Start of Block
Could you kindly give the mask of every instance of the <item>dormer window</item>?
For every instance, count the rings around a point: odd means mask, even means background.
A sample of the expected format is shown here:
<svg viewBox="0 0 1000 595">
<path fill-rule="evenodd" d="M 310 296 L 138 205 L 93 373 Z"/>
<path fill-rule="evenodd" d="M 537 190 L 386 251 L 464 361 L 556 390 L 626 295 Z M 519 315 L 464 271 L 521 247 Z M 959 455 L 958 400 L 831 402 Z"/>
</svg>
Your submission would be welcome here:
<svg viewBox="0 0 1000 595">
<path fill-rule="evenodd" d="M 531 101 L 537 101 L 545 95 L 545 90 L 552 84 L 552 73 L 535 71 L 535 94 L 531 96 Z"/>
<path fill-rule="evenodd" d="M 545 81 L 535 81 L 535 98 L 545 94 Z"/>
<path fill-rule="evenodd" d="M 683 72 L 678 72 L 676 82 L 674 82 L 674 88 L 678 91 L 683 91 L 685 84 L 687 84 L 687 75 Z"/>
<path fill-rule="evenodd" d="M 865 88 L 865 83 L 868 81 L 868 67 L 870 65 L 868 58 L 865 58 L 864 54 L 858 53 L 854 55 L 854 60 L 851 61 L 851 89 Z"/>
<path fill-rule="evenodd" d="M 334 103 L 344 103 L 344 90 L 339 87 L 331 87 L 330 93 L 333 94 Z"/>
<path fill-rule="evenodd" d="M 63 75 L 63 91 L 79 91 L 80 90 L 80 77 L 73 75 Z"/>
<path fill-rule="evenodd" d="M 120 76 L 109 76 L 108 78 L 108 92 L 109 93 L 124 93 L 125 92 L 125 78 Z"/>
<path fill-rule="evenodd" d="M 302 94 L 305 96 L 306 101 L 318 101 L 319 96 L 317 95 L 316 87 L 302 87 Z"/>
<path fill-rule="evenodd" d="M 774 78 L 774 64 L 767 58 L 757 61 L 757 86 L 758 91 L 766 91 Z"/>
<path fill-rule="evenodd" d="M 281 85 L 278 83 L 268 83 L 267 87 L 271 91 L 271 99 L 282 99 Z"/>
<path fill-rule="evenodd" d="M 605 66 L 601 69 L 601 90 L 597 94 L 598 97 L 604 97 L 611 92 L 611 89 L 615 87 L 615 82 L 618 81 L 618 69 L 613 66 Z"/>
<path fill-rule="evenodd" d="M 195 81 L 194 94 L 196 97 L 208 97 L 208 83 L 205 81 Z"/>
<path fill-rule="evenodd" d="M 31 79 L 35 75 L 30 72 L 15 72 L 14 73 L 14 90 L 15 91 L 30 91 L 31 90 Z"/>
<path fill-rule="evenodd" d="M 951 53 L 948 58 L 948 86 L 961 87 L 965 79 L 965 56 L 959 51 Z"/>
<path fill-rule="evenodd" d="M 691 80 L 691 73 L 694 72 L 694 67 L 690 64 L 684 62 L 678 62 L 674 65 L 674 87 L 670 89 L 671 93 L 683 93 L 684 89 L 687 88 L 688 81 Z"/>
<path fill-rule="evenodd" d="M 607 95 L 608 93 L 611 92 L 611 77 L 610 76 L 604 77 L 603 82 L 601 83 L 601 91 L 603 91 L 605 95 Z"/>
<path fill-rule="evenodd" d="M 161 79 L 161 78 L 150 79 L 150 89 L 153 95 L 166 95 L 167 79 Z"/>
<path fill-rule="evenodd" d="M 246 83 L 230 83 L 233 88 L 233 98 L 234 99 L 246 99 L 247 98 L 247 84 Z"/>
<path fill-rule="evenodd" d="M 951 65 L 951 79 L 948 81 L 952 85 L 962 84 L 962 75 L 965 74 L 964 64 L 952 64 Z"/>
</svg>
End of Block
_Exercise directions:_ Print all the entries above. Keep each one exact.

_Finished task:_
Could you kindly give the mask of every instance of the <item>dormer window</item>?
For every instance, count the rings around a point: odd means mask, even means background.
A sample of the expected format is shown here:
<svg viewBox="0 0 1000 595">
<path fill-rule="evenodd" d="M 310 296 L 138 205 L 93 373 Z"/>
<path fill-rule="evenodd" d="M 537 190 L 386 251 L 464 361 L 556 390 L 626 295 Z M 519 315 L 464 271 L 521 247 Z M 959 455 L 958 400 L 831 402 Z"/>
</svg>
Your submission would be welcome here:
<svg viewBox="0 0 1000 595">
<path fill-rule="evenodd" d="M 531 101 L 537 101 L 545 95 L 545 90 L 552 84 L 552 73 L 535 71 L 535 94 L 531 96 Z"/>
<path fill-rule="evenodd" d="M 545 81 L 535 81 L 535 98 L 545 94 Z"/>
<path fill-rule="evenodd" d="M 683 72 L 678 72 L 676 82 L 674 82 L 674 88 L 678 91 L 683 91 L 685 84 L 687 84 L 687 75 Z"/>
<path fill-rule="evenodd" d="M 865 88 L 865 83 L 868 81 L 868 67 L 870 65 L 868 58 L 865 58 L 864 54 L 858 53 L 854 55 L 854 60 L 851 61 L 851 89 Z"/>
<path fill-rule="evenodd" d="M 334 103 L 344 103 L 344 90 L 339 87 L 331 87 L 330 93 L 333 94 Z"/>
<path fill-rule="evenodd" d="M 63 75 L 63 91 L 79 91 L 80 90 L 80 77 L 73 75 Z"/>
<path fill-rule="evenodd" d="M 120 76 L 109 76 L 108 78 L 108 92 L 109 93 L 124 93 L 125 92 L 125 78 Z"/>
<path fill-rule="evenodd" d="M 302 94 L 305 96 L 306 101 L 318 101 L 319 96 L 317 95 L 316 87 L 302 87 Z"/>
<path fill-rule="evenodd" d="M 774 78 L 774 64 L 767 58 L 757 61 L 757 86 L 758 91 L 766 91 Z"/>
<path fill-rule="evenodd" d="M 281 85 L 278 83 L 268 83 L 267 87 L 271 91 L 271 99 L 282 99 Z"/>
<path fill-rule="evenodd" d="M 605 66 L 601 69 L 601 90 L 597 94 L 598 97 L 604 97 L 611 92 L 611 89 L 615 87 L 615 82 L 618 81 L 618 69 L 613 66 Z"/>
<path fill-rule="evenodd" d="M 195 81 L 194 94 L 196 97 L 208 97 L 208 83 L 205 81 Z"/>
<path fill-rule="evenodd" d="M 31 79 L 35 75 L 30 72 L 15 72 L 14 73 L 14 90 L 15 91 L 30 91 L 31 90 Z"/>
<path fill-rule="evenodd" d="M 951 53 L 948 58 L 948 86 L 961 87 L 965 79 L 965 56 L 959 51 Z"/>
<path fill-rule="evenodd" d="M 691 80 L 691 73 L 694 72 L 694 67 L 690 64 L 684 62 L 678 62 L 674 65 L 674 87 L 670 89 L 671 93 L 683 93 L 684 89 L 687 88 L 688 81 Z"/>
<path fill-rule="evenodd" d="M 607 95 L 608 93 L 611 92 L 611 77 L 610 76 L 604 77 L 603 82 L 601 83 L 601 91 L 603 91 L 605 95 Z"/>
<path fill-rule="evenodd" d="M 161 79 L 161 78 L 150 79 L 150 89 L 153 95 L 166 95 L 167 79 Z"/>
<path fill-rule="evenodd" d="M 246 83 L 230 83 L 233 88 L 233 98 L 234 99 L 246 99 L 247 98 L 247 84 Z"/>
<path fill-rule="evenodd" d="M 951 65 L 951 79 L 948 81 L 952 85 L 962 84 L 962 75 L 965 74 L 964 64 L 952 64 Z"/>
</svg>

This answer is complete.